== Material for this exercise ==

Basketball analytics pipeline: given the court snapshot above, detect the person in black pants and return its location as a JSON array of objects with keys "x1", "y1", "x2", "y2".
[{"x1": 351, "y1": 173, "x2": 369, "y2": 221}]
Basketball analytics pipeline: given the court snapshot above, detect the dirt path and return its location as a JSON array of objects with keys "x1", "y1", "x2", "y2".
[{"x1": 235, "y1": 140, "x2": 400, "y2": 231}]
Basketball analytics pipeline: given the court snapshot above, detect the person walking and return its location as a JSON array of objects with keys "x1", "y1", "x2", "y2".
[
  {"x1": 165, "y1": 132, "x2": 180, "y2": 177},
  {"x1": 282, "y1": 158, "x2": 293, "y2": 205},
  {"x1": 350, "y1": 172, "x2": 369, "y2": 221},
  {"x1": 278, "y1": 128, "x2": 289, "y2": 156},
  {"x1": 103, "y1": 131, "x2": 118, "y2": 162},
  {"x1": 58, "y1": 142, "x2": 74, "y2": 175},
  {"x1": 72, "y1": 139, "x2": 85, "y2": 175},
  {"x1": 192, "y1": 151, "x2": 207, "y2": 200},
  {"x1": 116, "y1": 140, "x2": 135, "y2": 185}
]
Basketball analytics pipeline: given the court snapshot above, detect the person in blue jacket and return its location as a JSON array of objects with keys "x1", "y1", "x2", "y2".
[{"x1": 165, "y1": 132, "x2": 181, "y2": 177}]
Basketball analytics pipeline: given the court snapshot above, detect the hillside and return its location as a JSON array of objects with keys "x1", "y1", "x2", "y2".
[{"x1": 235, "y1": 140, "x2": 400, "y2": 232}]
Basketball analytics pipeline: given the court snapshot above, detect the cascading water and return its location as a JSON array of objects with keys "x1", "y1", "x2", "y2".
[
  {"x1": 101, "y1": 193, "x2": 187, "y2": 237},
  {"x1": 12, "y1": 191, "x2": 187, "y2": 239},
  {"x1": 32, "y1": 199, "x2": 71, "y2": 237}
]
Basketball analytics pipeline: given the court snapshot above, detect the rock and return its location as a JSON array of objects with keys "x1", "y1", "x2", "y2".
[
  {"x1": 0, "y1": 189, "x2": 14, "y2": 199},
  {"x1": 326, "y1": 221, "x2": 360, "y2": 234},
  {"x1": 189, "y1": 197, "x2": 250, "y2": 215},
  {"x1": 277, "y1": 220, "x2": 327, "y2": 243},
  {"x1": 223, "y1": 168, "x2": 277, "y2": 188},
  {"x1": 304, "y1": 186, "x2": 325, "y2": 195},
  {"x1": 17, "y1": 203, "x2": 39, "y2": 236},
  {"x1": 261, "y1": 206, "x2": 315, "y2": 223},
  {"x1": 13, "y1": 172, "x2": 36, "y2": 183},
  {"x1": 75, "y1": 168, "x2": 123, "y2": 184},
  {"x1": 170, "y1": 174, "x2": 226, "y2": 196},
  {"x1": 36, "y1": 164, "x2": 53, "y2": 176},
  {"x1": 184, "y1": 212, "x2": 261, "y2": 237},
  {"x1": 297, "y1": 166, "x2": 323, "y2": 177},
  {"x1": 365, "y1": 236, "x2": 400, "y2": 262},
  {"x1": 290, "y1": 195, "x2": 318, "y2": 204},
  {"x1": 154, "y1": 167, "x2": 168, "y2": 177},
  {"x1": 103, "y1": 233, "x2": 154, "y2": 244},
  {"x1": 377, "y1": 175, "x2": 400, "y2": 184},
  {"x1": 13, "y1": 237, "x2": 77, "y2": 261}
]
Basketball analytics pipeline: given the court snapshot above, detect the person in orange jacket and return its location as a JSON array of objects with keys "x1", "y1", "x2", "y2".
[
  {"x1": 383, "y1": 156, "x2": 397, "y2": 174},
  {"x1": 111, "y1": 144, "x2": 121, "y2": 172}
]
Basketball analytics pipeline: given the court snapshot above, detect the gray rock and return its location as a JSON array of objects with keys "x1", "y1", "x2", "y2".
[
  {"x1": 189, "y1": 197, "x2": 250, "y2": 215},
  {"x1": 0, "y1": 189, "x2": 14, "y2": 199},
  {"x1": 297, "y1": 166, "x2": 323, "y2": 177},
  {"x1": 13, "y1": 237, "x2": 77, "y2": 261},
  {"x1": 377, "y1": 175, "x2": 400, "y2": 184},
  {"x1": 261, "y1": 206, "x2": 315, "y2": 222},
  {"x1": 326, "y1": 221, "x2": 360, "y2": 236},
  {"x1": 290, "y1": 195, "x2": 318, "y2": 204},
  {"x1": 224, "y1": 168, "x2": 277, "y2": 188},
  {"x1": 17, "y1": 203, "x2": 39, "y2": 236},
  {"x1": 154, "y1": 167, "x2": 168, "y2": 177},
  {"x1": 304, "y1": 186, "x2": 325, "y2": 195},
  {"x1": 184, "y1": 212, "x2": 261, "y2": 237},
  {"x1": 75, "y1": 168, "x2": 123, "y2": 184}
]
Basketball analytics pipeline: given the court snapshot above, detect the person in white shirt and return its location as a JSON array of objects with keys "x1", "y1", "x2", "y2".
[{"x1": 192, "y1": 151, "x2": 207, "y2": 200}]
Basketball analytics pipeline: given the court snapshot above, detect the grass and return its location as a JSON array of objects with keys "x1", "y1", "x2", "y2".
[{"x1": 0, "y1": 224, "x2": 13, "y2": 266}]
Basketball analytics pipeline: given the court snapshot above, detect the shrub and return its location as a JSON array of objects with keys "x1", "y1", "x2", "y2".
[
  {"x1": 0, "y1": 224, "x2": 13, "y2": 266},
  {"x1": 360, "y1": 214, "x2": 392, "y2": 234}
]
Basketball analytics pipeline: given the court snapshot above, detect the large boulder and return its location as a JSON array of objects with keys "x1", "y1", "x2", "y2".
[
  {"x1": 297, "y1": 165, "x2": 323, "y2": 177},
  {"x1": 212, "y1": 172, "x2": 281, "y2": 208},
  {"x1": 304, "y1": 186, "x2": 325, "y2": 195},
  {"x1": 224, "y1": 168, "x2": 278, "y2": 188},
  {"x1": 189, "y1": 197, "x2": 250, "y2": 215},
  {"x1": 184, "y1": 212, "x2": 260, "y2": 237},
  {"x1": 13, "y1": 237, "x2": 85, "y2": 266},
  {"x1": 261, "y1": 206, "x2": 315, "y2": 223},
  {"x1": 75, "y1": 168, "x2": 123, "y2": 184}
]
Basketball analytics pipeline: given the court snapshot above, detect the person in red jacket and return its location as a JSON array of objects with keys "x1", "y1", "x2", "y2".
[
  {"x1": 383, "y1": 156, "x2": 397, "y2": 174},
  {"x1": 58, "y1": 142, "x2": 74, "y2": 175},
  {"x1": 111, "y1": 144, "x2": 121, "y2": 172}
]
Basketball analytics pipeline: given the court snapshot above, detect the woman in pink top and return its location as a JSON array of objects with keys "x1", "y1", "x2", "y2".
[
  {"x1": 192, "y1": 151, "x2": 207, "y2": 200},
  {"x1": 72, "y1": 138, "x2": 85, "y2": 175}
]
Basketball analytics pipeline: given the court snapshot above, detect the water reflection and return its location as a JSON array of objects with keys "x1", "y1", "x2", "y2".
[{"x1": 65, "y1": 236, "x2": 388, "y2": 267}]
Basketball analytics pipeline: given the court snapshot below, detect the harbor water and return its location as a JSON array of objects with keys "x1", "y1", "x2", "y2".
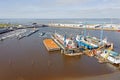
[{"x1": 0, "y1": 27, "x2": 120, "y2": 80}]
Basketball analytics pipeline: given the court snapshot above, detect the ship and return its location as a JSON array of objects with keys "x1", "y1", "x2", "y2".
[
  {"x1": 76, "y1": 35, "x2": 98, "y2": 50},
  {"x1": 51, "y1": 33, "x2": 82, "y2": 56}
]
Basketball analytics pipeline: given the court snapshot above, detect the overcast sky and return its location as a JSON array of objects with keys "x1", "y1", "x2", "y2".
[{"x1": 0, "y1": 0, "x2": 120, "y2": 18}]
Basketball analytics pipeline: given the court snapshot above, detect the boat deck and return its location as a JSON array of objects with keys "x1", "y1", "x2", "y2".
[{"x1": 43, "y1": 39, "x2": 60, "y2": 51}]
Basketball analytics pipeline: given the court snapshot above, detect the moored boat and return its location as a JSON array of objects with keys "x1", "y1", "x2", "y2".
[{"x1": 52, "y1": 33, "x2": 82, "y2": 56}]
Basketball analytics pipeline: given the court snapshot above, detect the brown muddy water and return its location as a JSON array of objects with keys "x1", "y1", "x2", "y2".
[{"x1": 0, "y1": 27, "x2": 120, "y2": 80}]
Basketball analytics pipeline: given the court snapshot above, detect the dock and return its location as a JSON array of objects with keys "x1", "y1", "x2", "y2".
[{"x1": 43, "y1": 39, "x2": 60, "y2": 51}]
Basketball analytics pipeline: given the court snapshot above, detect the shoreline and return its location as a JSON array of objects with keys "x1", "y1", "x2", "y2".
[{"x1": 48, "y1": 25, "x2": 119, "y2": 32}]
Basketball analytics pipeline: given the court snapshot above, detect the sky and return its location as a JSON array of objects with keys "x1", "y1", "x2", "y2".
[{"x1": 0, "y1": 0, "x2": 120, "y2": 19}]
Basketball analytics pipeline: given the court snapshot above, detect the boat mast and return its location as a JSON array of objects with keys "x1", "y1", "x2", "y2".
[
  {"x1": 64, "y1": 34, "x2": 66, "y2": 47},
  {"x1": 100, "y1": 25, "x2": 103, "y2": 41}
]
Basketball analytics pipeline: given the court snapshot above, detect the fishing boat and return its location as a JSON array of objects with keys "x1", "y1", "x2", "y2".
[
  {"x1": 43, "y1": 39, "x2": 60, "y2": 51},
  {"x1": 100, "y1": 49, "x2": 120, "y2": 64},
  {"x1": 52, "y1": 33, "x2": 82, "y2": 56},
  {"x1": 76, "y1": 35, "x2": 98, "y2": 50}
]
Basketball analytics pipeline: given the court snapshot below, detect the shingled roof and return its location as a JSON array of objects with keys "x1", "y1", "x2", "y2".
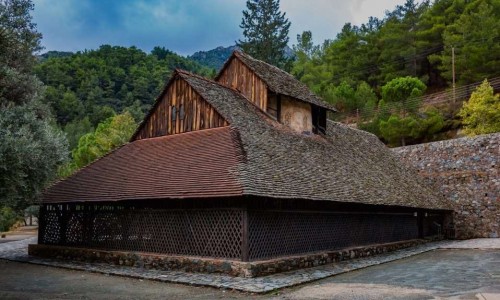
[
  {"x1": 44, "y1": 71, "x2": 451, "y2": 209},
  {"x1": 42, "y1": 127, "x2": 243, "y2": 202},
  {"x1": 216, "y1": 50, "x2": 337, "y2": 111}
]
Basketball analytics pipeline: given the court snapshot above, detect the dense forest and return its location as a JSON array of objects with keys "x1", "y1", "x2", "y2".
[
  {"x1": 34, "y1": 45, "x2": 215, "y2": 149},
  {"x1": 292, "y1": 0, "x2": 500, "y2": 145}
]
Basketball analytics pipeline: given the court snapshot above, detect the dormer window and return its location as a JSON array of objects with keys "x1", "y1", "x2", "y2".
[
  {"x1": 279, "y1": 95, "x2": 313, "y2": 133},
  {"x1": 266, "y1": 94, "x2": 279, "y2": 120}
]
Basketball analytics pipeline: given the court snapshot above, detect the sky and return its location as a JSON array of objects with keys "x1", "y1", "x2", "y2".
[{"x1": 32, "y1": 0, "x2": 410, "y2": 55}]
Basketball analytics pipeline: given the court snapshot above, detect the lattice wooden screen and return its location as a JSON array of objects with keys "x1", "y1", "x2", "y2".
[
  {"x1": 39, "y1": 204, "x2": 242, "y2": 259},
  {"x1": 248, "y1": 211, "x2": 418, "y2": 260},
  {"x1": 39, "y1": 204, "x2": 434, "y2": 261}
]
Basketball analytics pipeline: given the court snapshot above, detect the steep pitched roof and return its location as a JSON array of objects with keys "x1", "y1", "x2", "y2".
[
  {"x1": 179, "y1": 74, "x2": 451, "y2": 209},
  {"x1": 216, "y1": 50, "x2": 337, "y2": 111},
  {"x1": 42, "y1": 127, "x2": 243, "y2": 202},
  {"x1": 45, "y1": 71, "x2": 451, "y2": 209}
]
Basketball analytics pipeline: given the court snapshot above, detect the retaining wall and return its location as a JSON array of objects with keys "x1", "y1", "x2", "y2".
[{"x1": 393, "y1": 133, "x2": 500, "y2": 239}]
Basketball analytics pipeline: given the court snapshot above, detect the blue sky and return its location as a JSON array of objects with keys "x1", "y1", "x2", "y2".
[{"x1": 33, "y1": 0, "x2": 412, "y2": 55}]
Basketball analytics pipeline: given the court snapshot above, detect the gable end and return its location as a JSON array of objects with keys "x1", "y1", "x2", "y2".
[{"x1": 131, "y1": 74, "x2": 229, "y2": 141}]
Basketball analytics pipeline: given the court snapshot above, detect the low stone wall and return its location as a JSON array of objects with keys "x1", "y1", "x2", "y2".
[
  {"x1": 393, "y1": 133, "x2": 500, "y2": 239},
  {"x1": 28, "y1": 240, "x2": 427, "y2": 277}
]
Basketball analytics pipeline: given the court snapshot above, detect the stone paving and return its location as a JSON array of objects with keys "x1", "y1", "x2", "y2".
[{"x1": 0, "y1": 238, "x2": 500, "y2": 293}]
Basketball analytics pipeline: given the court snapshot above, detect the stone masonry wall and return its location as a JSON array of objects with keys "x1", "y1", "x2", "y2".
[{"x1": 393, "y1": 133, "x2": 500, "y2": 239}]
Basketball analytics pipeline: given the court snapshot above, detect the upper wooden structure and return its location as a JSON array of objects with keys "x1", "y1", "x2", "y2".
[{"x1": 43, "y1": 51, "x2": 451, "y2": 210}]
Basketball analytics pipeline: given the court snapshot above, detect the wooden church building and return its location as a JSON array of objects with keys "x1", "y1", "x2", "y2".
[{"x1": 30, "y1": 51, "x2": 451, "y2": 276}]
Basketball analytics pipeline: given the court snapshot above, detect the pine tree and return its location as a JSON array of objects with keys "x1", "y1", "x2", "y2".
[{"x1": 236, "y1": 0, "x2": 290, "y2": 68}]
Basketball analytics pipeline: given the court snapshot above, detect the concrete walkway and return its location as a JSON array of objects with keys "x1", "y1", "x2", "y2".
[{"x1": 0, "y1": 233, "x2": 500, "y2": 299}]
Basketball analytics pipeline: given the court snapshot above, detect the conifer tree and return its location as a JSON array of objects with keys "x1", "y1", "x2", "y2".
[{"x1": 236, "y1": 0, "x2": 290, "y2": 68}]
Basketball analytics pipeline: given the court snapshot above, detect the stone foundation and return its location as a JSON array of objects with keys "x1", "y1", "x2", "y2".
[
  {"x1": 28, "y1": 240, "x2": 426, "y2": 277},
  {"x1": 393, "y1": 133, "x2": 500, "y2": 239}
]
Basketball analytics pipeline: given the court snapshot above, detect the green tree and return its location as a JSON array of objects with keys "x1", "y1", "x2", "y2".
[
  {"x1": 59, "y1": 112, "x2": 137, "y2": 177},
  {"x1": 236, "y1": 0, "x2": 290, "y2": 68},
  {"x1": 382, "y1": 76, "x2": 427, "y2": 114},
  {"x1": 63, "y1": 117, "x2": 94, "y2": 150},
  {"x1": 379, "y1": 108, "x2": 444, "y2": 146},
  {"x1": 0, "y1": 100, "x2": 68, "y2": 211},
  {"x1": 458, "y1": 79, "x2": 500, "y2": 135},
  {"x1": 433, "y1": 0, "x2": 500, "y2": 84},
  {"x1": 0, "y1": 0, "x2": 67, "y2": 214}
]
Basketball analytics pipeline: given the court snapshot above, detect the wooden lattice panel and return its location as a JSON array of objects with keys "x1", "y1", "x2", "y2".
[
  {"x1": 39, "y1": 205, "x2": 243, "y2": 259},
  {"x1": 249, "y1": 211, "x2": 418, "y2": 260}
]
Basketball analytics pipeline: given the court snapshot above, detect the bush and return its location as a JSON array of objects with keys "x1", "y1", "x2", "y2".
[{"x1": 0, "y1": 207, "x2": 21, "y2": 232}]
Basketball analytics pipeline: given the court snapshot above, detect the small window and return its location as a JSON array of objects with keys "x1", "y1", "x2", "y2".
[
  {"x1": 283, "y1": 112, "x2": 292, "y2": 126},
  {"x1": 179, "y1": 104, "x2": 184, "y2": 120},
  {"x1": 172, "y1": 105, "x2": 177, "y2": 122},
  {"x1": 266, "y1": 95, "x2": 278, "y2": 120}
]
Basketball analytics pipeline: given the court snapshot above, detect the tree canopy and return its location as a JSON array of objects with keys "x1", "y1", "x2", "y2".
[
  {"x1": 237, "y1": 0, "x2": 291, "y2": 68},
  {"x1": 0, "y1": 0, "x2": 67, "y2": 214},
  {"x1": 459, "y1": 80, "x2": 500, "y2": 135}
]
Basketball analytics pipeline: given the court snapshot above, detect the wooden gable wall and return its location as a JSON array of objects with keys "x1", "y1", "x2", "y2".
[
  {"x1": 217, "y1": 57, "x2": 267, "y2": 111},
  {"x1": 133, "y1": 77, "x2": 228, "y2": 140}
]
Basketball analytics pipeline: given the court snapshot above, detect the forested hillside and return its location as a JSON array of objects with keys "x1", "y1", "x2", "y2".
[
  {"x1": 292, "y1": 0, "x2": 500, "y2": 145},
  {"x1": 35, "y1": 45, "x2": 215, "y2": 149},
  {"x1": 188, "y1": 46, "x2": 236, "y2": 70}
]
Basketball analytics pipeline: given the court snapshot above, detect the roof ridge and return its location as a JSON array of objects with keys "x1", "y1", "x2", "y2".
[
  {"x1": 175, "y1": 69, "x2": 248, "y2": 99},
  {"x1": 134, "y1": 126, "x2": 231, "y2": 144}
]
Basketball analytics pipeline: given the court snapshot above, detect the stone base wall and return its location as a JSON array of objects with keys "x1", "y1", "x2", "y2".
[
  {"x1": 28, "y1": 240, "x2": 427, "y2": 277},
  {"x1": 393, "y1": 133, "x2": 500, "y2": 239}
]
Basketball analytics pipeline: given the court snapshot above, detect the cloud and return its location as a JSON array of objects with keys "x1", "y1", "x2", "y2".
[{"x1": 33, "y1": 0, "x2": 414, "y2": 55}]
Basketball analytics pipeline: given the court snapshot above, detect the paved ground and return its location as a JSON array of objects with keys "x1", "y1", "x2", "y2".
[
  {"x1": 0, "y1": 227, "x2": 500, "y2": 299},
  {"x1": 0, "y1": 226, "x2": 37, "y2": 244},
  {"x1": 282, "y1": 249, "x2": 500, "y2": 299}
]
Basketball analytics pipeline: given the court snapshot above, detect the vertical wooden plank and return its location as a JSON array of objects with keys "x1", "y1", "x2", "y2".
[{"x1": 241, "y1": 207, "x2": 250, "y2": 261}]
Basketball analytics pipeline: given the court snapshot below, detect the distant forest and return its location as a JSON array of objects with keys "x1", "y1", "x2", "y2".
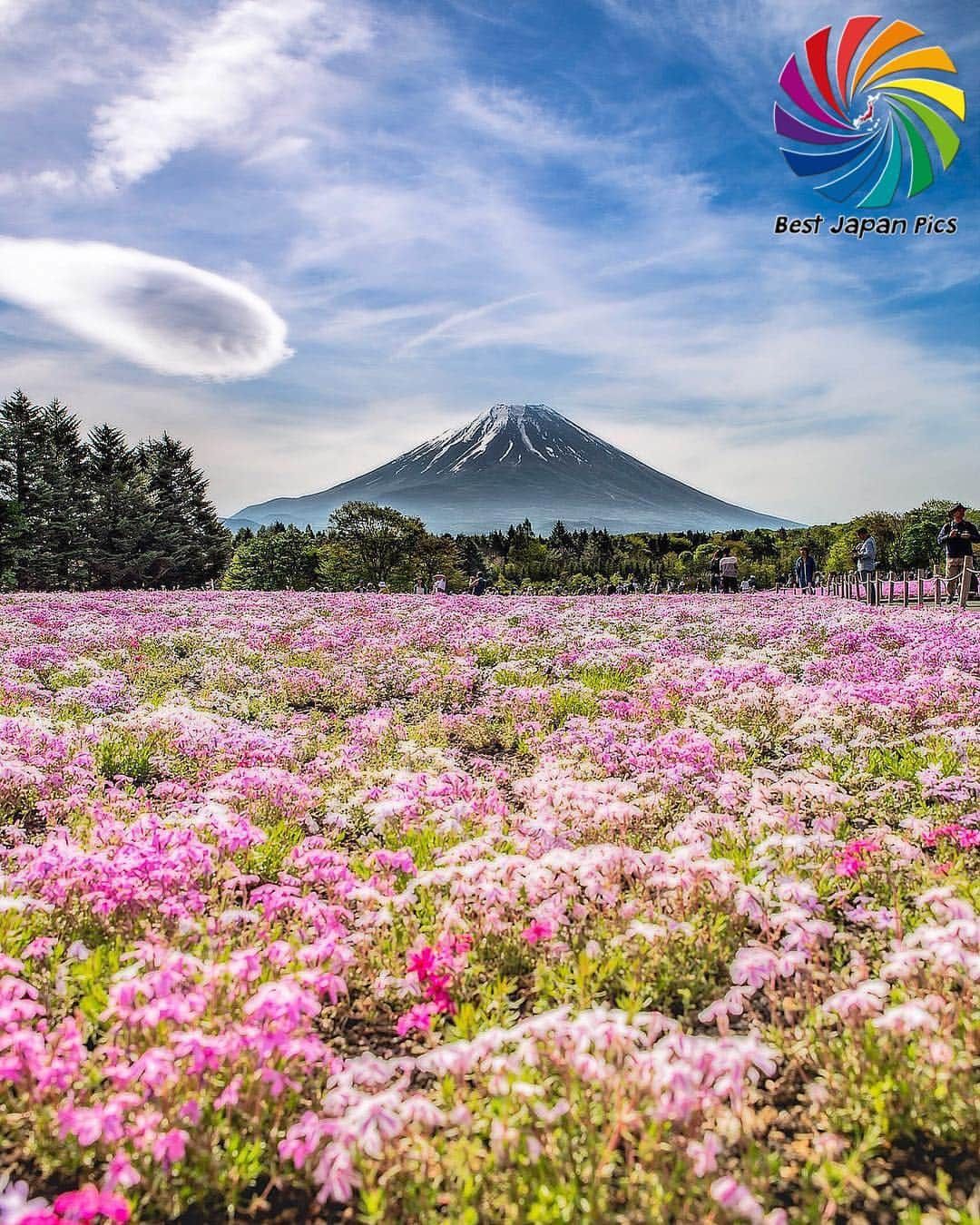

===

# Task prompt:
Can you repeat the lines from the one containing "detect the forested" through the last line, swapping "court snapshot" for "game frame" and changing nothing else? Leave the pictures out.

# Complete output:
Basketball analytics pipeline: given the game frame above, detect the forested hillside and return its location as a JSON array of objects with keys "x1", "y1", "x2", "y2".
[
  {"x1": 292, "y1": 0, "x2": 500, "y2": 145},
  {"x1": 35, "y1": 45, "x2": 215, "y2": 149},
  {"x1": 188, "y1": 46, "x2": 236, "y2": 70}
]
Basketball analytics pipeline: given the game frame above, detect the roof ridge and return its location as a JSON array of objects with keys "x1", "y1", "x2", "y2".
[
  {"x1": 175, "y1": 69, "x2": 248, "y2": 99},
  {"x1": 134, "y1": 126, "x2": 231, "y2": 144}
]
Basketball analytics pipeline: given the game frame above, detect the stone base wall and return its location as a JSON array of objects with keys "x1", "y1", "x2", "y2".
[
  {"x1": 28, "y1": 240, "x2": 427, "y2": 277},
  {"x1": 393, "y1": 133, "x2": 500, "y2": 239}
]
Basketball analytics pipeline: given the game frame above, detect the cloud and return its location as a JSON array of objects with keys "x1", "y1", "x2", "y2".
[{"x1": 33, "y1": 0, "x2": 414, "y2": 55}]
Basketball analytics pipeline: given the game frame above, detect the paved ground and return its location as a JSON array of objects with keys "x1", "y1", "x2", "y2".
[
  {"x1": 0, "y1": 227, "x2": 500, "y2": 299},
  {"x1": 0, "y1": 226, "x2": 37, "y2": 244},
  {"x1": 282, "y1": 249, "x2": 500, "y2": 299}
]
Basketball analytics pipeline: given the game frame above, detect the vertical wooden plank and return its location as a JSON array of objects with keys "x1", "y1", "x2", "y2".
[{"x1": 241, "y1": 207, "x2": 250, "y2": 261}]
Basketball analytics pipeline: given the game frame below, detect the distant forest and return its location as a JSON array of objects with keys "x1", "y1", "x2", "y2".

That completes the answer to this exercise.